---------- Entries provided

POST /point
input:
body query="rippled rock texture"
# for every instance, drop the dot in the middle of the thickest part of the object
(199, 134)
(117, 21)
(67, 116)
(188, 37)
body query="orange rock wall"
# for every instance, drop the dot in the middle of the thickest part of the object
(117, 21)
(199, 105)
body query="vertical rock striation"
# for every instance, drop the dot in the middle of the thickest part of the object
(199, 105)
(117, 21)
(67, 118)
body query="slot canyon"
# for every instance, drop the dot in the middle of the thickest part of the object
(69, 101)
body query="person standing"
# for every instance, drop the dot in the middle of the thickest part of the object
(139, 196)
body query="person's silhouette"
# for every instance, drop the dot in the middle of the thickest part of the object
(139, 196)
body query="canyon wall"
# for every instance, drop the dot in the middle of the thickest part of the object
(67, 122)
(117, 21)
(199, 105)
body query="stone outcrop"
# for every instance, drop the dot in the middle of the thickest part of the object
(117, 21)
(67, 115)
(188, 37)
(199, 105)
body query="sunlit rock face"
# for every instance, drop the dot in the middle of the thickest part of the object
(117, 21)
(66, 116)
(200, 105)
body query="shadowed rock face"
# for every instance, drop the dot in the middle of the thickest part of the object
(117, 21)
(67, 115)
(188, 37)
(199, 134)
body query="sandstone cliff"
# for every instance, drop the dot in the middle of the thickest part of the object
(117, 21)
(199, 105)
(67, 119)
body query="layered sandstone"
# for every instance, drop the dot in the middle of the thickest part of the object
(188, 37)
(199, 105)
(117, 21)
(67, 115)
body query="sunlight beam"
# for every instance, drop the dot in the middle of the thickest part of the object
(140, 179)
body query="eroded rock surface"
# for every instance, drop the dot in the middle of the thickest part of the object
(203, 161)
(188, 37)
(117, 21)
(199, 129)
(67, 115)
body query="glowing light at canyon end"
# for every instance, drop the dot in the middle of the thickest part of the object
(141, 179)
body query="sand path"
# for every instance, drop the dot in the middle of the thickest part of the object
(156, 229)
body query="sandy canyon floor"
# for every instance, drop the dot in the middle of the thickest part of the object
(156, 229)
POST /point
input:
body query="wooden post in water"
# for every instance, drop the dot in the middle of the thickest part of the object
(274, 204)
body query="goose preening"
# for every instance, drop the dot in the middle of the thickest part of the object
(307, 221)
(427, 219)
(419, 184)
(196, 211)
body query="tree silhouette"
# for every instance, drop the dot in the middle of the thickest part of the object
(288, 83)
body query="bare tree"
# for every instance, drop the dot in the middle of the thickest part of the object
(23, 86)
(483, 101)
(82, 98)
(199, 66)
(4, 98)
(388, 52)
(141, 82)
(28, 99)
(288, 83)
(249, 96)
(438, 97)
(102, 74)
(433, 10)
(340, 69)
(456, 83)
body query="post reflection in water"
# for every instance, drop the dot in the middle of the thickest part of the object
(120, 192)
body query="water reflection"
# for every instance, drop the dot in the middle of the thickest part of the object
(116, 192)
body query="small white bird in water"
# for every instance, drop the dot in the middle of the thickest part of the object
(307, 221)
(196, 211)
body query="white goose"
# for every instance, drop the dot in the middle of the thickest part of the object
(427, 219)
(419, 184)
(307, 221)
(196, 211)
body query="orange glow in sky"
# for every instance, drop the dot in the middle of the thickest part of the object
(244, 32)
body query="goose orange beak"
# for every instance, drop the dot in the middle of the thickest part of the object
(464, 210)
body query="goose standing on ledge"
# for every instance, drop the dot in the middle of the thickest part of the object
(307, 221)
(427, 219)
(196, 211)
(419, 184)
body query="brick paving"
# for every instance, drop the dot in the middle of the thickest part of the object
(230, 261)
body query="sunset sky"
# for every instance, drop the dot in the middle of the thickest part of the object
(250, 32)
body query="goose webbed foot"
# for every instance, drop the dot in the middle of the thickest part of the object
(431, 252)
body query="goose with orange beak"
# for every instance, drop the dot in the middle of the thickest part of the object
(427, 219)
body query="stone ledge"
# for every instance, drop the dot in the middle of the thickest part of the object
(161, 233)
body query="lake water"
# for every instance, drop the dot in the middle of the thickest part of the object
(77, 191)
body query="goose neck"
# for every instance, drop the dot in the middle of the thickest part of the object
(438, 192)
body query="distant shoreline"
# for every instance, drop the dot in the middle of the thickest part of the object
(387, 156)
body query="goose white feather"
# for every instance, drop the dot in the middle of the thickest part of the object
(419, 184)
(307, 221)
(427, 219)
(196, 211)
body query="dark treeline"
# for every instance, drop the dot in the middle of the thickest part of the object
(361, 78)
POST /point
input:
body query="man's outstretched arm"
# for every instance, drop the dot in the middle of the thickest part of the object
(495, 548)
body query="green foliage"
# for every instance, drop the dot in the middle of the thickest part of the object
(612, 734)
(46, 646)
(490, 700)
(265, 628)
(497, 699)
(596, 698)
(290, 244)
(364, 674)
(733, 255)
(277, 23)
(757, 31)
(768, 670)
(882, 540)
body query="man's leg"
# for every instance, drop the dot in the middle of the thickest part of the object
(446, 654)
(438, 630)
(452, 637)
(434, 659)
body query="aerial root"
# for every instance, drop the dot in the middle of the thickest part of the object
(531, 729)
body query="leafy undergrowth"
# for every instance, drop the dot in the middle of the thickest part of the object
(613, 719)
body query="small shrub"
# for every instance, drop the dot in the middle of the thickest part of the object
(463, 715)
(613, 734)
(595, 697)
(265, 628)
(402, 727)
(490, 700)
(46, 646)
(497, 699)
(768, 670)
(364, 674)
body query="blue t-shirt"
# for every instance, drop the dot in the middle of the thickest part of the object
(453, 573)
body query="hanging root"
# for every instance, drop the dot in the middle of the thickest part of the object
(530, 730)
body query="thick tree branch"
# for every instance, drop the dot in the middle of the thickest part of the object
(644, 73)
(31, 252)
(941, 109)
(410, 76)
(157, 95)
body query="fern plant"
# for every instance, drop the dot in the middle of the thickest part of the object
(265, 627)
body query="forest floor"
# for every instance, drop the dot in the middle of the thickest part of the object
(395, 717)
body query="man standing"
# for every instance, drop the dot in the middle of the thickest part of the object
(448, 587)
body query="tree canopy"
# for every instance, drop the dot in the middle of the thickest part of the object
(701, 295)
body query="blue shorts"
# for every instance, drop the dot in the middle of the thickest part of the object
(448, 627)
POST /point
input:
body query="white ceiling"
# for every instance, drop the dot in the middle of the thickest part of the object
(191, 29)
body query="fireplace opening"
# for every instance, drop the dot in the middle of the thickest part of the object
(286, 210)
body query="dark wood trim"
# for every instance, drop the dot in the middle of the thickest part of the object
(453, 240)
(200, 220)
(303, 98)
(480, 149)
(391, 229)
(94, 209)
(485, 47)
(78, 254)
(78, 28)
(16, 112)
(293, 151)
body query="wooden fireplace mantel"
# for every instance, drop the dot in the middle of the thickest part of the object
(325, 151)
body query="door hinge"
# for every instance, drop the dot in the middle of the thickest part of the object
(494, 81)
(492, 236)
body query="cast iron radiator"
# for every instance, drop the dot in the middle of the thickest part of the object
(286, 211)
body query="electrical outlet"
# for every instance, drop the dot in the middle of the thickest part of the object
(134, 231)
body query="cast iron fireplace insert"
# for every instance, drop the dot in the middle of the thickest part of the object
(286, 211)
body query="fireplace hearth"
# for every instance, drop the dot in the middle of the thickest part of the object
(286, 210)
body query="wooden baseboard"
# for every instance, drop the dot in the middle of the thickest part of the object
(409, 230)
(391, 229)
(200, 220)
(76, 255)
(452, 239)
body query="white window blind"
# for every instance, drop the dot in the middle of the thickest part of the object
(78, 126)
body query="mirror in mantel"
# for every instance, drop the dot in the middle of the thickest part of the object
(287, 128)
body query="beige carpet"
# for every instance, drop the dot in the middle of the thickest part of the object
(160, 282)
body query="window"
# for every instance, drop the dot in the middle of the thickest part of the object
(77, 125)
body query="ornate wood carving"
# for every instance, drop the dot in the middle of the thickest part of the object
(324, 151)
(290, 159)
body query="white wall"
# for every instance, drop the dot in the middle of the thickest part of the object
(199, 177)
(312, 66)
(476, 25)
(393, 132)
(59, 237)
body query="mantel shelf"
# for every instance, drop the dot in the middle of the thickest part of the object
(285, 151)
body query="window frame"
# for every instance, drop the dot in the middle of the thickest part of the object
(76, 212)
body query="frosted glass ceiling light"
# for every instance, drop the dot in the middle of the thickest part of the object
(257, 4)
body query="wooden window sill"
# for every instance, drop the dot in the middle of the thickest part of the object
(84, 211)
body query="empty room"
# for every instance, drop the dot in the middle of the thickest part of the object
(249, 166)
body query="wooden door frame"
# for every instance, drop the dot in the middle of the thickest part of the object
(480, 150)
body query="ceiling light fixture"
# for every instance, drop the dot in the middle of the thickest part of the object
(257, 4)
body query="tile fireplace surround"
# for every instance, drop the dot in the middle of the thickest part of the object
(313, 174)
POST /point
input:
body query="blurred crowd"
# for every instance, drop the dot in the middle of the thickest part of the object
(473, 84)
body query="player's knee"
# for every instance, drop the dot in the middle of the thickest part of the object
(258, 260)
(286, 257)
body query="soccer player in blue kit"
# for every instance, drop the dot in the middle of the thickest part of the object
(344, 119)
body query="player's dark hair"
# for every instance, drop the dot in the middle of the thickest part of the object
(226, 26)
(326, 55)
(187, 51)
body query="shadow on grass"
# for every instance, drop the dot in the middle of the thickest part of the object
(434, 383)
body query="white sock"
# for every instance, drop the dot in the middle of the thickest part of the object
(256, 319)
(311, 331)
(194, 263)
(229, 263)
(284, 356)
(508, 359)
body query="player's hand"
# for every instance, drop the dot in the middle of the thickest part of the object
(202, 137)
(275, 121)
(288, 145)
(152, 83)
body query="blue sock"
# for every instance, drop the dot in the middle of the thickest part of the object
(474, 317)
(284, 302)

--------------------

### [Work required]
Every line in the data that holds the string "wooden" should be returned.

### [Answer area]
body query="wooden post in water"
body query="wooden fireplace mantel"
body query="wooden baseboard"
body query="wooden window sill"
body query="wooden door frame"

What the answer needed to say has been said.